(Data entries)

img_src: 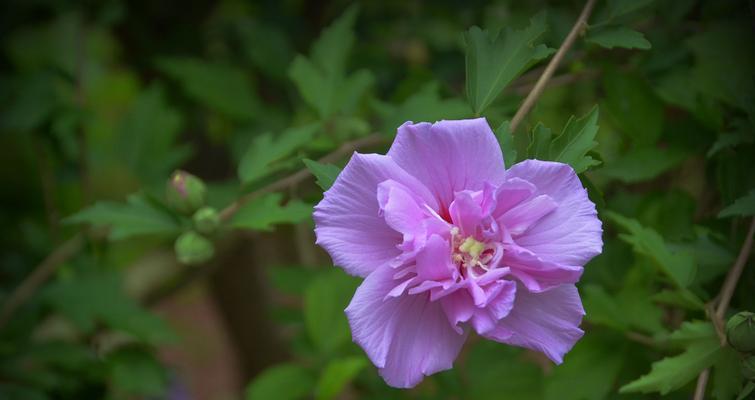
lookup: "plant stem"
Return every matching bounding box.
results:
[509,0,597,133]
[693,216,755,400]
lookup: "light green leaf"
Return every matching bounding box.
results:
[245,363,315,400]
[600,147,686,183]
[304,270,360,354]
[238,124,319,185]
[620,323,722,395]
[107,346,167,397]
[314,356,367,400]
[373,82,469,133]
[230,193,312,231]
[303,159,342,191]
[718,189,755,218]
[64,194,180,241]
[527,106,601,173]
[603,68,663,145]
[464,13,554,115]
[606,212,697,288]
[288,6,373,118]
[157,57,259,120]
[587,26,651,50]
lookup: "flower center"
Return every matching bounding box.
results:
[450,227,496,277]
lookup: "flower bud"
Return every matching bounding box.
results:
[193,207,220,235]
[174,231,214,265]
[726,311,755,353]
[166,170,207,214]
[743,355,755,381]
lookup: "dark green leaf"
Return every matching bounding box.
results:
[314,356,367,400]
[245,363,315,400]
[373,82,469,133]
[587,26,651,50]
[718,189,755,218]
[464,13,554,115]
[64,194,180,241]
[230,193,312,231]
[527,106,601,173]
[238,124,319,185]
[603,68,663,146]
[599,147,686,183]
[303,159,342,191]
[712,347,744,400]
[107,346,167,397]
[304,270,360,354]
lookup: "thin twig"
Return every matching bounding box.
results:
[509,69,598,96]
[218,133,386,222]
[509,0,597,132]
[0,234,84,331]
[693,217,755,400]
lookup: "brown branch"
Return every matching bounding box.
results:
[693,217,755,400]
[0,234,84,331]
[509,0,598,133]
[509,69,599,96]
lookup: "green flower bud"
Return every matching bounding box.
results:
[743,355,755,381]
[174,231,214,265]
[726,311,755,353]
[193,207,220,235]
[166,170,207,214]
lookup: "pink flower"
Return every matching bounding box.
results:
[313,119,603,388]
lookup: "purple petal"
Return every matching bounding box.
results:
[503,245,583,292]
[314,153,437,277]
[377,180,428,236]
[416,234,455,281]
[492,178,537,216]
[387,119,506,211]
[504,160,603,267]
[499,194,557,236]
[345,266,468,388]
[484,284,585,364]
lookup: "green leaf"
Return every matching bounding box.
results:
[230,193,312,231]
[107,346,167,397]
[620,323,722,395]
[587,26,651,50]
[314,356,367,400]
[245,363,315,400]
[583,282,664,333]
[466,341,543,400]
[373,82,469,133]
[238,124,319,185]
[739,382,755,400]
[599,147,686,183]
[606,0,656,19]
[157,57,259,120]
[606,212,697,288]
[707,122,754,158]
[602,68,663,146]
[303,159,342,191]
[64,194,180,241]
[712,347,744,400]
[288,6,374,118]
[718,189,755,218]
[494,120,519,168]
[304,270,360,354]
[528,106,602,173]
[544,333,626,400]
[464,13,554,115]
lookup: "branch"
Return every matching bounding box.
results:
[693,216,755,400]
[509,0,597,132]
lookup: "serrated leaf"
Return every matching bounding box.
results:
[245,363,315,400]
[64,194,180,241]
[464,13,554,115]
[238,124,319,185]
[373,82,469,133]
[304,270,360,355]
[600,147,686,183]
[718,189,755,218]
[527,106,601,173]
[314,356,367,400]
[230,193,312,231]
[620,323,722,395]
[494,120,518,168]
[288,6,373,118]
[303,159,341,191]
[587,26,651,50]
[157,57,259,120]
[606,212,697,288]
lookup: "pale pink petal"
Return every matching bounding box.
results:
[416,234,455,281]
[314,153,437,277]
[504,160,603,267]
[484,284,585,364]
[492,177,536,217]
[387,119,506,211]
[345,266,468,388]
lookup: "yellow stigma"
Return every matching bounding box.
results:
[459,237,485,259]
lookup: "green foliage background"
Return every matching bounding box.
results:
[1,0,754,399]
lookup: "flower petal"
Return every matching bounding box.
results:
[388,119,506,211]
[314,153,437,277]
[499,194,557,236]
[416,234,455,281]
[484,284,585,364]
[346,266,468,388]
[503,245,583,292]
[504,160,603,267]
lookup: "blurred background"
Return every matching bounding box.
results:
[1,0,754,399]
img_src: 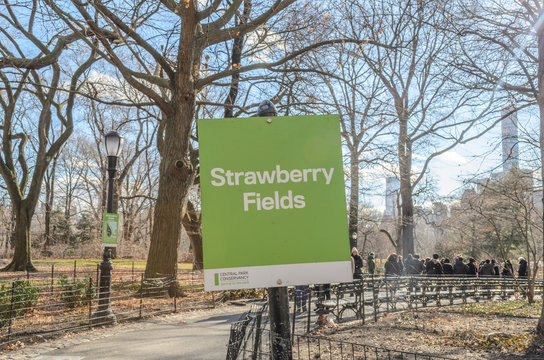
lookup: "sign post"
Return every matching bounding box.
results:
[199,112,351,359]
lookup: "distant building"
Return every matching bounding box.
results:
[384,176,400,219]
[501,107,519,172]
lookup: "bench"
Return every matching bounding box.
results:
[316,282,363,322]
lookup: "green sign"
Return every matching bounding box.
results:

== WHAT TO PRODUCE ==
Pictures are to be left out; please print the rest of the records above word for word.

== FINAL ANSWER ==
img_src: 
lookup: "plant stem"
Return every matching bounding box.
results:
[509,0,597,133]
[693,216,755,400]
lookup: "light green leaf"
Return every matching bounding box.
results:
[245,363,315,400]
[600,147,686,183]
[304,270,360,354]
[238,124,319,185]
[620,323,722,395]
[107,346,167,397]
[314,356,367,400]
[373,82,469,133]
[230,193,312,231]
[303,159,342,191]
[718,189,755,218]
[64,194,180,241]
[527,106,601,173]
[603,68,663,145]
[464,13,554,115]
[606,212,697,288]
[288,6,373,118]
[157,57,259,120]
[587,26,651,50]
lookup: "flower center"
Return every matching bounding box.
results:
[450,227,496,277]
lookup: "flower bud"
Return every matching bounding box.
results:
[193,207,220,235]
[174,231,214,265]
[726,311,755,353]
[166,170,207,214]
[743,355,755,381]
lookup: "dark green leaf"
Return every matching bounding box.
results:
[314,356,367,400]
[245,363,315,400]
[373,82,469,133]
[587,26,651,50]
[718,189,755,218]
[464,13,554,115]
[64,194,180,241]
[230,193,312,231]
[527,106,601,173]
[238,124,319,185]
[603,68,663,146]
[599,147,686,183]
[303,159,342,191]
[712,347,744,400]
[107,346,167,397]
[304,270,360,354]
lookup: "thin twig"
Return every matching bounding box.
results:
[509,69,598,96]
[218,133,386,222]
[509,0,597,132]
[0,234,84,331]
[693,217,755,400]
lookup: "brown branch"
Return every matching bounding box.
results:
[693,217,755,400]
[0,234,84,331]
[509,0,598,133]
[509,69,599,96]
lookup: "green flower bud"
Return every matching bounding box.
results:
[743,355,755,381]
[174,231,214,265]
[726,311,755,353]
[193,207,220,235]
[166,170,207,214]
lookup: "pink flower"
Return every matching bounding box.
results:
[313,119,603,388]
lookup: "purple petal"
Return every matching bounding box.
results:
[503,245,583,292]
[314,153,437,277]
[377,180,428,236]
[416,234,455,281]
[492,178,537,216]
[387,119,506,211]
[504,160,603,267]
[499,194,557,236]
[345,266,468,388]
[484,284,585,364]
lookup: "green leaf"
Return every matching bounding box.
results:
[230,193,312,231]
[107,346,167,397]
[620,323,722,395]
[587,26,651,50]
[314,356,367,400]
[245,363,315,400]
[583,282,664,333]
[466,341,543,400]
[373,82,469,133]
[238,124,319,185]
[739,382,755,400]
[599,147,686,183]
[606,0,656,19]
[157,57,259,120]
[606,212,697,288]
[707,122,754,158]
[602,68,663,146]
[303,159,342,191]
[64,194,180,241]
[712,347,744,400]
[288,6,374,118]
[718,189,755,218]
[494,120,519,168]
[304,270,360,354]
[528,106,602,173]
[544,333,626,400]
[464,13,554,115]
lookup: "branch"
Return every matching bounding box.
results:
[693,216,755,400]
[509,0,597,132]
lookup: "serrated leaf"
Return every matching bounding box.
results:
[245,363,315,400]
[64,194,180,241]
[464,13,554,115]
[238,124,319,185]
[373,82,469,133]
[304,270,360,355]
[600,147,686,183]
[718,189,755,218]
[527,106,601,173]
[314,356,367,400]
[230,193,312,231]
[620,323,722,395]
[494,120,518,168]
[288,6,373,118]
[303,159,341,191]
[587,26,651,50]
[157,57,259,120]
[606,212,697,288]
lookup: "pale pink petal"
Return every matching bounding box.
results:
[416,234,455,281]
[314,153,437,277]
[504,160,603,267]
[484,284,585,364]
[492,177,536,217]
[387,119,506,211]
[345,266,468,388]
lookup: "yellow stigma"
Return every matching bounding box.
results:
[459,237,485,259]
lookup: "green foliage background"
Return every matching bounding box.
results:
[1,0,754,399]
lookup: "flower petal"
Return every matching bounding box.
results:
[388,119,506,211]
[314,153,437,277]
[499,194,557,236]
[416,234,455,281]
[484,284,585,364]
[346,266,468,388]
[503,245,583,292]
[504,160,603,267]
lookup: "blurred background"
Return every matching bounding box.
results:
[1,0,754,399]
img_src: 
lookup: "sign post"
Return every matching bounding box.
results:
[199,112,351,359]
lookup: "distant building"
Return every matching bounding box.
results:
[384,176,400,219]
[501,107,519,172]
lookup: "bench"
Return every matching bounding box.
results:
[316,282,363,322]
lookup: "green sign"
Return every matching bounding box.
results:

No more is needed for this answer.